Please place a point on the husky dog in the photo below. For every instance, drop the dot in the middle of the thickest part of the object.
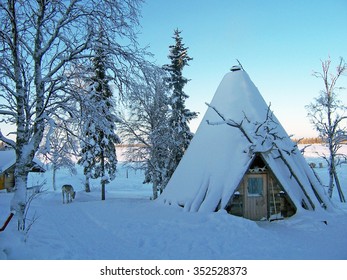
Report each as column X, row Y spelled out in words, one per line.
column 69, row 192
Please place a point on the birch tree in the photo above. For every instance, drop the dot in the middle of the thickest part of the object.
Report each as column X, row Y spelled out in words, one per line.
column 328, row 116
column 41, row 42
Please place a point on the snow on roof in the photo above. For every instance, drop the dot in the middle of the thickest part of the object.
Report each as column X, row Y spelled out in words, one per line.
column 219, row 155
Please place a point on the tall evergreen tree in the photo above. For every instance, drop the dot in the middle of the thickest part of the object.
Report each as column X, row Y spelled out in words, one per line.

Exercise prompt
Copy all the records above word for word, leaving out the picture.

Exercise output
Please place a point on the husky dog in the photo below. For every instance, drop the dot in the middle of the thickest part of the object.
Report each as column X, row Y spelled out in words, one per line.
column 69, row 192
Please place a point on the birch tree in the photo above. For every instance, drop the dot in the middle of the thickest part of the object.
Report each as column X, row Y spelled out in words, one per line.
column 328, row 116
column 41, row 42
Please place a point on the snow on roof in the photo above. For every instance, drop the dot in the middle of the thickest part of the object.
Report each as column X, row Y spelled out in words, one per line.
column 219, row 155
Please place a point on the tall evergreen tree in the photo above. For every instance, drop the dot in the middle of the thickest part of the object.
Report each as column X, row Y spelled out in words, one per line.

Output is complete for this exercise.